Working through the entries below, find how many lines include "rigging", then write only that number.

(RECORDS FOR PROCESSING)

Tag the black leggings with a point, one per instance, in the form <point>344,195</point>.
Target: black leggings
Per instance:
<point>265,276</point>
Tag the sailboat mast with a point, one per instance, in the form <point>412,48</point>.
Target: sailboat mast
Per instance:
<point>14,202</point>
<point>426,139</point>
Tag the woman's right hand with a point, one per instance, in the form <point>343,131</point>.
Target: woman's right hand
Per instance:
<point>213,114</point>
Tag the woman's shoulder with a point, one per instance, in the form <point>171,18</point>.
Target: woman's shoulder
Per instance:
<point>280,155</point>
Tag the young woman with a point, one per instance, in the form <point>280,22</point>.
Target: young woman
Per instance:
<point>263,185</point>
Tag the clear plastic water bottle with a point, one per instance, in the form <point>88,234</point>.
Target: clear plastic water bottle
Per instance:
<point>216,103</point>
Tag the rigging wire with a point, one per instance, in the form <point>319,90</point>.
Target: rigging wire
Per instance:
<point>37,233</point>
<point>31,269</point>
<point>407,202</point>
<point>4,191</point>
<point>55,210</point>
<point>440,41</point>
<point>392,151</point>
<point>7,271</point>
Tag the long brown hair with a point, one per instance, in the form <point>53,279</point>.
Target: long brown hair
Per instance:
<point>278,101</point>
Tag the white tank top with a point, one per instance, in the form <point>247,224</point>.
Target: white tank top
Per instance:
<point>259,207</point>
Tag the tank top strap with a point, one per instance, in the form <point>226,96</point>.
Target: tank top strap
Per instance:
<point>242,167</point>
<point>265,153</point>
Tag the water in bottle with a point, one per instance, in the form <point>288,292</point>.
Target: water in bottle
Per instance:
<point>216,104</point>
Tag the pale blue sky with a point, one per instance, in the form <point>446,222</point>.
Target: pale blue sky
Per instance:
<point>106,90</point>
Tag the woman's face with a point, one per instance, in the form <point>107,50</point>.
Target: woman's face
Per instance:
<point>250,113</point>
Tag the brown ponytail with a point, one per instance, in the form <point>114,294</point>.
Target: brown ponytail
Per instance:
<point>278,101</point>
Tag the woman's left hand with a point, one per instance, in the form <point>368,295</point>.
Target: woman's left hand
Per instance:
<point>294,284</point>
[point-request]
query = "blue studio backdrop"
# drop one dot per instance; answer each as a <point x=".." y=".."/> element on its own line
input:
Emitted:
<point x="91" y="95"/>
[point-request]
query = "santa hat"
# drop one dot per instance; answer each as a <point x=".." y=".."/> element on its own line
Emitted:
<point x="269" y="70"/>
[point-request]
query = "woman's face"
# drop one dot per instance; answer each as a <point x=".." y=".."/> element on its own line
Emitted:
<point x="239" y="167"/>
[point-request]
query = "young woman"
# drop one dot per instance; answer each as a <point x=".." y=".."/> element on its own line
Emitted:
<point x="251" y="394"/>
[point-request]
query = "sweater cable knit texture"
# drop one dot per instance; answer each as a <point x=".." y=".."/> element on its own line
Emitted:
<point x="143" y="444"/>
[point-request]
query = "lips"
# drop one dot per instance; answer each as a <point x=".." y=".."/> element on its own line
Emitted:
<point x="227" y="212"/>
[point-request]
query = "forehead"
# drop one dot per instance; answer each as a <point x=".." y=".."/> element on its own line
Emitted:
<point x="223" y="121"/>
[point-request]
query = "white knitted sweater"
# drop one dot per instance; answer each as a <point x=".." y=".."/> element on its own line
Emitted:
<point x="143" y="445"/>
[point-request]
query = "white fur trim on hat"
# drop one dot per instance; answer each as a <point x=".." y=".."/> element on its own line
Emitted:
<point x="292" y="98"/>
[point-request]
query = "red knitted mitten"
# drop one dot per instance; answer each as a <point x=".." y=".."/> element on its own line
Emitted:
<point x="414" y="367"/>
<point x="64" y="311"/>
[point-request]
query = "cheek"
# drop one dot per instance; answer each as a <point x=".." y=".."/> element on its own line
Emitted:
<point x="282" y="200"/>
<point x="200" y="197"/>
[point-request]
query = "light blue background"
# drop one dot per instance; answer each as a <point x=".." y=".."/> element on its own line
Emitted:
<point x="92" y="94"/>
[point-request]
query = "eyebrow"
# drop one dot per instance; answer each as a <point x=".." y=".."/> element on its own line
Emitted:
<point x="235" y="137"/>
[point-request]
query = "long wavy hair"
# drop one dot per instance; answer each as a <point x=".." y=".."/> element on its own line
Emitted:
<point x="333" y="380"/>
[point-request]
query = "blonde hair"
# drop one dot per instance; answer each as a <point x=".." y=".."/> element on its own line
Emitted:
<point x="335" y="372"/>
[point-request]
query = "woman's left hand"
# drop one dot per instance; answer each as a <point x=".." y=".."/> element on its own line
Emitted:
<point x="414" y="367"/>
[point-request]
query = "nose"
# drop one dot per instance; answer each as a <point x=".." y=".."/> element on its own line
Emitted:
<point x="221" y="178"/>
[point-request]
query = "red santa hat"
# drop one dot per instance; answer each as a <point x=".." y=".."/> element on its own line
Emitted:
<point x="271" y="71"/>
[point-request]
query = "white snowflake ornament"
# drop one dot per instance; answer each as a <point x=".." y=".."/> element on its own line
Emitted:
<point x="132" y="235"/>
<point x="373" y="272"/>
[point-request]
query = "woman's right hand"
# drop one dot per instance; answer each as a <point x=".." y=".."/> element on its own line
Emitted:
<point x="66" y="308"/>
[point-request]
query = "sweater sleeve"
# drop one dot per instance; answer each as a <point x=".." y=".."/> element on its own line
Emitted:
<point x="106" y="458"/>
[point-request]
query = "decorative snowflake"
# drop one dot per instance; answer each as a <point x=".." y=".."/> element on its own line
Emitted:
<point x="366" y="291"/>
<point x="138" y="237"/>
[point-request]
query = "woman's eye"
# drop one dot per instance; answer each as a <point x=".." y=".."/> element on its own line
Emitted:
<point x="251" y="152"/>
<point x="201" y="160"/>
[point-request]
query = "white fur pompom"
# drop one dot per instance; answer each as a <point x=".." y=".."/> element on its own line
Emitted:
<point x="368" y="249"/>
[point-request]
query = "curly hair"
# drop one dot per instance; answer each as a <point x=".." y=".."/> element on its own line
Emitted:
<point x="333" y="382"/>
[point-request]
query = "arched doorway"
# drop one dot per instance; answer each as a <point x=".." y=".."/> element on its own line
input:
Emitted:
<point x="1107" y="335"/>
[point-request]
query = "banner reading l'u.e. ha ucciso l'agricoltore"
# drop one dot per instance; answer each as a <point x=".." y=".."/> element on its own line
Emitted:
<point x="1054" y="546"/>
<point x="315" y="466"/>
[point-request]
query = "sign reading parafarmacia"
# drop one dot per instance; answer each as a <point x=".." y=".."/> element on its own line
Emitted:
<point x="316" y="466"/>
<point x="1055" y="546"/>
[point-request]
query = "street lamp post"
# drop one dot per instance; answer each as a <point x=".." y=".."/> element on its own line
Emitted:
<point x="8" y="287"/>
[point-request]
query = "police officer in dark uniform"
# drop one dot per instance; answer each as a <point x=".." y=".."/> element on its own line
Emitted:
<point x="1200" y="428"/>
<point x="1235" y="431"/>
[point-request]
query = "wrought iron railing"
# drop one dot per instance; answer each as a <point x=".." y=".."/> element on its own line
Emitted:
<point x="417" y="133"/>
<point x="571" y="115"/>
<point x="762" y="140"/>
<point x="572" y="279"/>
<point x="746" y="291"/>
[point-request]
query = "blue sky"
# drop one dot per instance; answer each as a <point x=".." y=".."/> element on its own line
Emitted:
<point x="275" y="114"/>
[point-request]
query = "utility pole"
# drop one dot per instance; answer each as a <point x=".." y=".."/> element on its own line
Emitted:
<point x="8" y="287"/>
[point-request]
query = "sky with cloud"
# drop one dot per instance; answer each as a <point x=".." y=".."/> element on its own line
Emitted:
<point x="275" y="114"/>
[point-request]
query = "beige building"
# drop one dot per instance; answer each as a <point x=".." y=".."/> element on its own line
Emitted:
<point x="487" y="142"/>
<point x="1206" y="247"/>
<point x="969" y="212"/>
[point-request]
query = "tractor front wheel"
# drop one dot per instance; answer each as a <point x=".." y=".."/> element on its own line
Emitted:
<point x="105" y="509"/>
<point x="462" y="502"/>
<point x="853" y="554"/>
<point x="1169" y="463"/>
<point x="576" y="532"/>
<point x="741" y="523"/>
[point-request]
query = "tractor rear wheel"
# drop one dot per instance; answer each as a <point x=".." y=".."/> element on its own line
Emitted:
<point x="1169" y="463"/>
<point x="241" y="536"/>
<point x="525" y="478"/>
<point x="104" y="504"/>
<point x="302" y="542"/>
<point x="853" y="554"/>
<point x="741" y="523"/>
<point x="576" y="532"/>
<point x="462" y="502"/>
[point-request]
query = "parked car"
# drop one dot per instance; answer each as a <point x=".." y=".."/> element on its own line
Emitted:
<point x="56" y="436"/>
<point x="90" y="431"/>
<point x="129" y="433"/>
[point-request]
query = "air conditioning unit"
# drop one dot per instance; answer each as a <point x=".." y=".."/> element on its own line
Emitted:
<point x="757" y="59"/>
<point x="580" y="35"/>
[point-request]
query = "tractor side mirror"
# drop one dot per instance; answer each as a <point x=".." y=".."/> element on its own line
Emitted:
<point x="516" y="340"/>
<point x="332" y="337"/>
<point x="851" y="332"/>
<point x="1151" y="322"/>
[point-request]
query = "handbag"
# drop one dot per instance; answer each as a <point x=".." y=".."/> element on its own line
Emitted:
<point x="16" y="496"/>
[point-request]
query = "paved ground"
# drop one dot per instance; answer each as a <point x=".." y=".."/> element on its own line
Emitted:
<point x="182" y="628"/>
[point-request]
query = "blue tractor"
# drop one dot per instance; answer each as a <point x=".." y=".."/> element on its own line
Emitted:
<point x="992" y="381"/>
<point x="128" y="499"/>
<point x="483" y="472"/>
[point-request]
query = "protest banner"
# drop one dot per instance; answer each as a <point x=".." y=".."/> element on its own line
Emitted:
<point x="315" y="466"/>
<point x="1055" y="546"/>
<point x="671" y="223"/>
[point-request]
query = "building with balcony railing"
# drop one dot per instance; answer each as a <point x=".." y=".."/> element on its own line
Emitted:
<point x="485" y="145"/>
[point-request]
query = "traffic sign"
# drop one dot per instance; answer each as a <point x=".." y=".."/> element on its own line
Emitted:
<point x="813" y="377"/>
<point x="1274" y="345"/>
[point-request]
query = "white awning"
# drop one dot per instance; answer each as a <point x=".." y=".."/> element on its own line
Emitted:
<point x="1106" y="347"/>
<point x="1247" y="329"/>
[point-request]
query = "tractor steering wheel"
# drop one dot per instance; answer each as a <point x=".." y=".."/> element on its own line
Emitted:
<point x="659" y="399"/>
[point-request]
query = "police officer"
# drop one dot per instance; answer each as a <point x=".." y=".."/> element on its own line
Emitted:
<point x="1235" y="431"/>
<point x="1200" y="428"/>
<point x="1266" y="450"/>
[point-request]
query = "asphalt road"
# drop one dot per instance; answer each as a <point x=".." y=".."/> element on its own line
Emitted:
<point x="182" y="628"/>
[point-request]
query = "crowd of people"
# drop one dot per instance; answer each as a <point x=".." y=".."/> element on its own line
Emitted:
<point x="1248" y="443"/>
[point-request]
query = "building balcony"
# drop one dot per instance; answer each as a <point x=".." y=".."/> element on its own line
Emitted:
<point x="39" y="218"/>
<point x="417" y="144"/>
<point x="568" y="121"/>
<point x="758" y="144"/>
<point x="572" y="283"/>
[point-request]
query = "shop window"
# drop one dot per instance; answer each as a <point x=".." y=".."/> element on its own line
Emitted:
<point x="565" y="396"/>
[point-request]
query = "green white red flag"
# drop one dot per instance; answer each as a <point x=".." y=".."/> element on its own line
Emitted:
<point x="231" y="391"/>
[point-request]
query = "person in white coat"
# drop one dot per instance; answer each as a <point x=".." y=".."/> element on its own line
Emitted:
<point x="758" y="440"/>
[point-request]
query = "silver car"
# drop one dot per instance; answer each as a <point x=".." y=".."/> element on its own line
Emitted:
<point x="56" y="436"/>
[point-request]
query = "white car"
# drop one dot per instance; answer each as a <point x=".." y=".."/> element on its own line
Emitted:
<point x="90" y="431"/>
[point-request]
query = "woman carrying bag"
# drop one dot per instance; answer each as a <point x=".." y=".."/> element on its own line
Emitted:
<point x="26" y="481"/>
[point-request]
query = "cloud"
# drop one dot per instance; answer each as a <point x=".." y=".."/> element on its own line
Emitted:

(End RECORDS FOR PROCESSING)

RESULT OF THE EXERCISE => 2